▶ [EXERCISE BRIEF]:
Rewrite every item below, replacing "evaluation set" with "test set" and keeping everything else unchanged. Omit the pictures from your answer.
-- Start of GIVEN ENTRIES --
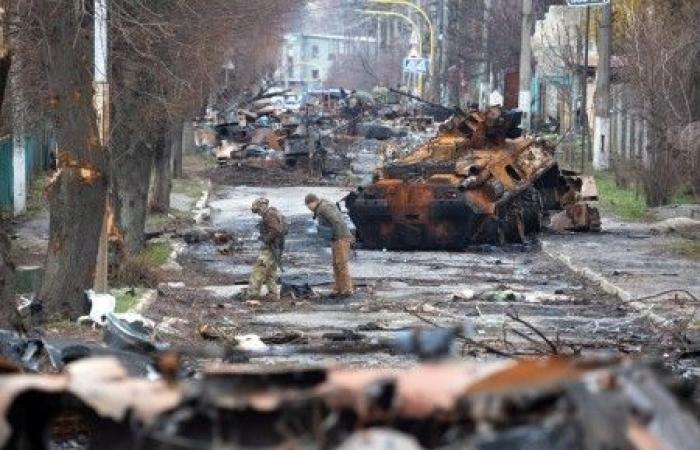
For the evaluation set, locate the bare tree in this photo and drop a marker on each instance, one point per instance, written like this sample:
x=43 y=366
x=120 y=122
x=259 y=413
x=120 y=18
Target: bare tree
x=658 y=43
x=167 y=61
x=78 y=190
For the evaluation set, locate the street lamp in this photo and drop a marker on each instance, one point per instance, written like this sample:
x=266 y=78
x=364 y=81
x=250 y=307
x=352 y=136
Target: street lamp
x=414 y=28
x=431 y=30
x=414 y=25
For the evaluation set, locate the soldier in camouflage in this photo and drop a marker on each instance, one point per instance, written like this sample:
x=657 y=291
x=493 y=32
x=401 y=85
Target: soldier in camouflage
x=273 y=229
x=328 y=215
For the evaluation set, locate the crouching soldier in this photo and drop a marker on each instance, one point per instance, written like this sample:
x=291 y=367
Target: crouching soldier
x=273 y=229
x=328 y=215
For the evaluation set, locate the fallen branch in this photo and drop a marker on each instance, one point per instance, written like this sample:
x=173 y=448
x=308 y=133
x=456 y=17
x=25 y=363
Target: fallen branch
x=514 y=316
x=461 y=336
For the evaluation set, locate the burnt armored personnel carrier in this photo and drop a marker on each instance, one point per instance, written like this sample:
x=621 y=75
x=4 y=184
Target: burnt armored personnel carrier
x=477 y=181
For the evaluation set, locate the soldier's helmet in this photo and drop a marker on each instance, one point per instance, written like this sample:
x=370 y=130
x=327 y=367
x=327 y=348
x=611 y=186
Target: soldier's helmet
x=259 y=204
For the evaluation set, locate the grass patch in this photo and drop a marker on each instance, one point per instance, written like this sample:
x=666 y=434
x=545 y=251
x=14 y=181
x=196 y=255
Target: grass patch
x=36 y=198
x=142 y=270
x=156 y=254
x=190 y=187
x=683 y=196
x=628 y=203
x=202 y=160
x=126 y=300
x=62 y=326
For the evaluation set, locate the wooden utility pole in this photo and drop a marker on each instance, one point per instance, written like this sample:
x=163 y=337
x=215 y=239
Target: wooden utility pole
x=484 y=71
x=444 y=63
x=101 y=101
x=524 y=96
x=584 y=91
x=601 y=141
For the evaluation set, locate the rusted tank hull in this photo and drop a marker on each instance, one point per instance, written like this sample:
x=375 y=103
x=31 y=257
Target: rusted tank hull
x=422 y=216
x=475 y=182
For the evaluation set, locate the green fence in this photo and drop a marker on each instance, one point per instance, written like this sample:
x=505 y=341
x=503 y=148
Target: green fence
x=6 y=175
x=37 y=146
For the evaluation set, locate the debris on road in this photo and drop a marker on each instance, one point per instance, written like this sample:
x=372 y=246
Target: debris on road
x=544 y=404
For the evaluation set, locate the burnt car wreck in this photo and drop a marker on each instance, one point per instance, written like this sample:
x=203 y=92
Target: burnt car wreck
x=477 y=181
x=545 y=404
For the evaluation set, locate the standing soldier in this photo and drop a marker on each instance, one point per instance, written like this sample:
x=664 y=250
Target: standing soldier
x=329 y=216
x=273 y=229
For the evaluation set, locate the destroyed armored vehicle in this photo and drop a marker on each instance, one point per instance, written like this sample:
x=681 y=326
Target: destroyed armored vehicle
x=477 y=181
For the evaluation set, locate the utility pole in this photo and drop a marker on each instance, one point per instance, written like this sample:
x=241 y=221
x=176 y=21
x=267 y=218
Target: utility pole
x=484 y=83
x=101 y=102
x=444 y=63
x=524 y=96
x=601 y=141
x=584 y=91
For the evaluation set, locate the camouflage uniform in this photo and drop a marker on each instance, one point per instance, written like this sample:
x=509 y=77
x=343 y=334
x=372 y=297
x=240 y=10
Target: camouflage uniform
x=328 y=215
x=273 y=228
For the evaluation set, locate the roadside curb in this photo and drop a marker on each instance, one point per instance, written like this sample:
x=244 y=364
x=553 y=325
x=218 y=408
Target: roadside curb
x=605 y=284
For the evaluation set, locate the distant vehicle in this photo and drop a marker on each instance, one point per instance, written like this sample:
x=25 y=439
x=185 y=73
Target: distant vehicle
x=291 y=102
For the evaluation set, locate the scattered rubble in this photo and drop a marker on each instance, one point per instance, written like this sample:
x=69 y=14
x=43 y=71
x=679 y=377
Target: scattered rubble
x=545 y=404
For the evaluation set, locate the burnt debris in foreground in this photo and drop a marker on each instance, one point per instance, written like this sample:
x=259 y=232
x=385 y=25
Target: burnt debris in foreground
x=551 y=403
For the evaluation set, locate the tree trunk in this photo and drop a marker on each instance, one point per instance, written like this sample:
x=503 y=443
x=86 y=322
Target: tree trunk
x=7 y=291
x=177 y=149
x=6 y=267
x=162 y=175
x=130 y=183
x=78 y=191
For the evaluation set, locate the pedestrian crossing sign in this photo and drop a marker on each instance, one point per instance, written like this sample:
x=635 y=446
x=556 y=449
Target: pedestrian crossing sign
x=416 y=65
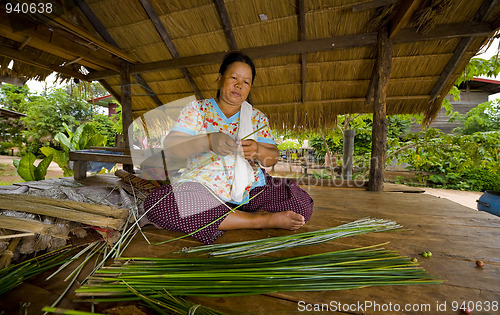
-- End of GIVEN ENTRIES --
▶ [THE REPLY]:
For the test set, locate the bare tree in this photo and drop a marker on each instance, one point per instance, written like this sample:
x=43 y=366
x=120 y=122
x=259 y=413
x=120 y=18
Target: bare tree
x=658 y=43
x=167 y=61
x=78 y=190
For the test set, locate the street lamp in this photo and drop a marker on each instance, one point per instance, written like this sample:
x=266 y=78
x=364 y=81
x=250 y=307
x=352 y=136
Target: street lamp
x=414 y=28
x=431 y=30
x=414 y=25
For the test set, locate the soldier in camouflage in this photo and drop a marker on each instance, one point per instance, written like this sample:
x=657 y=291
x=493 y=32
x=401 y=85
Target: soldier in camouflage
x=273 y=229
x=328 y=215
For the test set, locate the crouching soldier in this photo and drop a marker on each instance, one point per instance, written like this sample:
x=291 y=367
Target: crouching soldier
x=273 y=229
x=328 y=215
For the test set, locate the fallen branch in this photo and drop a marker on each instance, one point per instance, written like this sample:
x=173 y=448
x=308 y=133
x=456 y=17
x=25 y=363
Target: fallen branch
x=514 y=316
x=461 y=336
For the test set, locate the burnt armored personnel carrier in this photo and drop a marker on each instance, one point per instance, written like this sample:
x=621 y=75
x=4 y=184
Target: burnt armored personnel carrier
x=477 y=181
For the test set, locate the soldier's helmet in this photo and drop a marker on each instance, one point per instance, written like this sample:
x=370 y=130
x=327 y=367
x=327 y=348
x=611 y=186
Target: soldier's helmet
x=259 y=204
For the test set, locate the grass patch in this photo and drop a marker on each instance, one point per instance, written like this sample:
x=666 y=434
x=545 y=251
x=14 y=181
x=196 y=255
Target: grass patch
x=36 y=198
x=142 y=270
x=156 y=254
x=190 y=187
x=683 y=196
x=628 y=203
x=202 y=160
x=126 y=300
x=62 y=326
For the test set, locate the wooden utility pole in this photo and drop a marker on each instance, one point per instance, written like this sample:
x=163 y=337
x=215 y=239
Target: wooden utility pole
x=484 y=71
x=444 y=63
x=101 y=101
x=524 y=96
x=584 y=91
x=601 y=141
For the test set, locate the rusted tank hull in this photo and drop a marker on each instance, one point per instance, written like this sample:
x=375 y=103
x=31 y=257
Target: rusted tank hull
x=422 y=216
x=475 y=182
For the test set, locate the green fence in this photo and drop a marker on each instance, one point per instance, written like this sample:
x=505 y=341
x=503 y=148
Target: green fence
x=6 y=175
x=37 y=146
For the test set, locate the debris on road in this photo and drop a marker on each instance, one point per instance, written like this sample:
x=372 y=246
Target: debris on road
x=544 y=404
For the test set, locate the burnt car wreck in this photo and drop a marker on each instance, one point per instance, written like this sample:
x=203 y=92
Target: burnt car wreck
x=477 y=181
x=545 y=404
For the test set, locate the standing soldier in this photo and drop a marker on each instance, one point per instance, written like this sample:
x=664 y=250
Target: standing soldier
x=329 y=216
x=273 y=229
For the test set, locate the destroyed armored vehicle in this photo and drop a marker on each instance, one point per instance, written like this sample:
x=681 y=326
Target: destroyed armored vehicle
x=477 y=181
For the test set, locate the utility pole in this photo and drop a marker on each instance, one point per instance, written like this sample:
x=241 y=221
x=176 y=21
x=267 y=218
Target: utility pole
x=484 y=83
x=101 y=102
x=444 y=63
x=524 y=96
x=601 y=141
x=584 y=91
For the test set, locate the camouflage uniform in this photo and drop a marker on each instance, one point per instance, written like this sample:
x=509 y=77
x=343 y=334
x=372 y=297
x=240 y=10
Target: camouflage uniform
x=328 y=215
x=273 y=228
For the test set, locate the roadside curb in this photo and drop a marker on each instance, one point per instance, written like this sample:
x=244 y=364
x=553 y=325
x=218 y=408
Target: roadside curb
x=605 y=284
For the test set, locate the distant vehicle in this photo and drop a marker on each instance, one point per instance, written like this sample:
x=25 y=439
x=185 y=73
Target: distant vehicle
x=291 y=102
For the test set, locate the scattered rubble in this photo and drop a marker on each instance, one point per instance, written like this sample:
x=69 y=14
x=43 y=71
x=679 y=377
Target: scattered rubble
x=545 y=404
For the test set, locate the burnt debris in foreground in this photo and drop a marker on each instance, one point per instance, written like this sample:
x=259 y=232
x=385 y=25
Target: burnt debris in foreground
x=551 y=403
For the test set, locate the tree trunk in this photo and drop a marker on each instance, one point per instance, written like this sample:
x=503 y=443
x=86 y=322
Target: tree trunk
x=7 y=291
x=177 y=149
x=6 y=267
x=162 y=175
x=130 y=183
x=78 y=191
For the test set, locate the pedestrian crossing sign in this photo and drop a marker on each instance, one point per instance, written like this sample:
x=635 y=446
x=556 y=449
Target: pedestrian crossing sign
x=416 y=65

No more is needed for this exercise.